3. -Il Procuratore Generale, nel concludere per il rigetto del ricorso così si esprime nella sua requisitoria scritta: « se è vero che vi si afferma la sufficienza, ai fini della incandidabilità, della colpa nella cattiva gestione della cosa pubblica, aperta all’ingerenza delle associazioni criminali operanti sul territorio, è altrettanto vero che, per espressa previsione normativa, tali associazioni criminali debbono rivestire le caratteristiche previste dall’art. 416 -bis c.p.; fatto incontrastabilmente escluso dal giudice; l’incandidabilità ha come presupposto che tale associazione mafiosa, o similare, esista».
4. -Il motivo è infondato.
La censura non si confronta adeguatamente con la ragione decisoria.
Il comma 1 dell’art. 143 d.lgs. n. 267 del 2000 (TUEL) dispone che « Fuori dai casi previsti dall’articolo 141, i consigli comunali e provinciali sono sciolti quando, anche a seguito di accertamenti effettuati a norma dell’articolo 59, comma 7, emergono concreti, univoci e rilevanti elementi su collegamenti diretti o indiretti con la criminalità organizzata di tipo mafioso o similare degli amministratori di cui all’articolo 77, comma 2, ovvero su forme di condizionamento degli stessi, tali da determinare un’alterazione del procedimento di formazione della volontà degli organi elettivi ed amministrativi e da compromettere il buon andamento o l’imparzialità delle amministrazioni comunali e provinciali, nonché il regolare funzionamento dei servizi ad esse affidati, ovvero che risultino tali da arrecare grave e perdurante pregiudizio per lo stato della sicurezza pubblica.»
Come precisato dalle sezioni unite di questa Corte, il procedimento giurisdizionale per la dichiarazione di incandidabilità
ex art. 143, è autonomo rispetto a quello penale, e diversi ne sono i presupposti, in quanto la misura interdittiva elettorale non richiede che la condotta dell’amministratore dell’ente locale integri gli estremi del reato di partecipazione ad associazione mafiosa o concorso esterno nella stessa, essendo sufficiente che egli sia stato in colpa nella cattiva gestione della cosa pubblica, aperta alle ingerenze e alle pressioni delle associazioni criminali operanti sul territorio (Cass., Sez. U, n. 1747 del 30/01/2015).
In sede di dichiarazione di incandidabilità non si discute della sussistenza del reato di concorso esterno in associazione di tipo mafioso, ma di ingerenze inquinanti delle associazioni criminali capaci di asservire l’amministrazione comunale ai loro interessi, il che giustifica da un lato lo scioglimento del consiglio comunale, dall’altro la sanzione di incandidabilità temporanea degli amministratori che con le loro condotte hanno dato causa allo scioglimento.
Vi è però differenza tra il fatto materiale della esistenza sul territorio di associazioni criminali di tipo mafioso, protese anche ad inquinare l’andamento della amministrazione comunale e l’accertamento che uno o più amministratori non siano stati in grado di impedire le infiltrazioni criminali.

• [Record del dataset]

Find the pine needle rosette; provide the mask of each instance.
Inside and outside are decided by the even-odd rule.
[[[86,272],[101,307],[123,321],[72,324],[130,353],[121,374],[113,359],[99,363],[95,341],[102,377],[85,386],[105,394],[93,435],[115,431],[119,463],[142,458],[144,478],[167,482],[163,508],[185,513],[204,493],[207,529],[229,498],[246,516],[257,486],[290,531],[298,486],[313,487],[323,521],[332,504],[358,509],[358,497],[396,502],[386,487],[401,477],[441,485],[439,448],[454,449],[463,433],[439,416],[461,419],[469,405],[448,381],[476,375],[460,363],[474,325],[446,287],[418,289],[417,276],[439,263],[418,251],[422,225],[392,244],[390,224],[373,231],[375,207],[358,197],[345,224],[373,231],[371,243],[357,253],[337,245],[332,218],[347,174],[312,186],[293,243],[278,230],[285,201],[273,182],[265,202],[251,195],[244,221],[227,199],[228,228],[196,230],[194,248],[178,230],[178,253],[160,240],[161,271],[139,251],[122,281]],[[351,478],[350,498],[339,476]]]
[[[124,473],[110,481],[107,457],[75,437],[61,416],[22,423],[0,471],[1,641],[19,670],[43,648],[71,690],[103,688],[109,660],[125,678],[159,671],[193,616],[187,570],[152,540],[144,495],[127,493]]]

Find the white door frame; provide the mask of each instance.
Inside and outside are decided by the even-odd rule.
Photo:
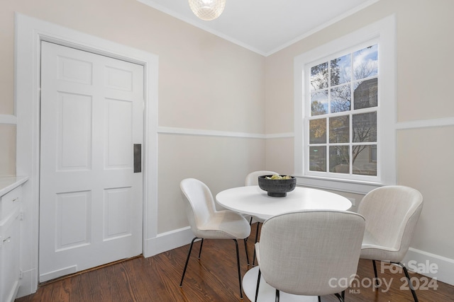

• [Consegna 1] Quale pronuncia delle sezioni unite della Corte viene citata nel testo sull'incandidabilità degli amministratori locali?
• [Consegna 2] Prosegui il testo sull'incandidabilità degli amministratori locali a partire dal punto in cui si interrompe.

• [Risposta 1] Cass., Sez. U, n. 1747 del 30/01/2015.

• [Risposta 2]
Come osserva il Procuratore Generale, per espressa previsione normativa, tali associazioni criminali debbono rivestire le caratteristiche previste dall’art. 416 -bis c.p.; fatto qui incontrastabilmente escluso dal giudice penale, deputato ad accertare il fatto; l’incandidabilità ha come presupposto che emergano « concreti, univoci e rilevanti elementi su collegamenti diretti o indiretti con la criminalità organizzata di tipo mafioso o similare degli amministratori di cui all’articolo 77, comma 2, ovvero su forme di condizionamento degli stessi …» e il giudice penale ha escluso, con riferimento al caso di specie, che ricorresse un’
associazione mafiosa, stante l’assenza negli atti di indagine di qualsiasi legame fra l’attività economica dei COGNOME e l’ipotizzata consorteria mafiosa.
La Corte d’appello non ha escluso l’incandidabilità per avere (erroneamente) ritenuto necessario che, ai fini della applicazione dell’art. 143 del TUEL si dovesse accertare che gli amministratori fossero concorrenti nel reato, ma rilevando che, pur se essi avevano frequentazioni e contatti con i pregiudicati, non si trattava, per come emerso dagli atti del processo penale, di organizzazioni criminali di stampo mafioso, ed in tal senso ha correttamente interpretato l’art. 143 del TUEL nella sua attuale formulazione.
La dichiarazione di incandidabilità deriva dall’accertamento che l’amministratore, pur non concorrendo nel reato, di fatto ‘ non sia riuscito a contrastare efficacemente ingerenze e pressioni delle organizzazioni criminali operanti nel territorio ‘ (Cass. 8056/2022) quindi è necessario che vi sia una organizzazione criminale operante con metodo mafioso, e cioè avvalendosi della forza intimidatrice del vincolo qualunque sia la denominazione di esso organizzazione criminale, che eserciti pressioni sull’amministrazione comunale.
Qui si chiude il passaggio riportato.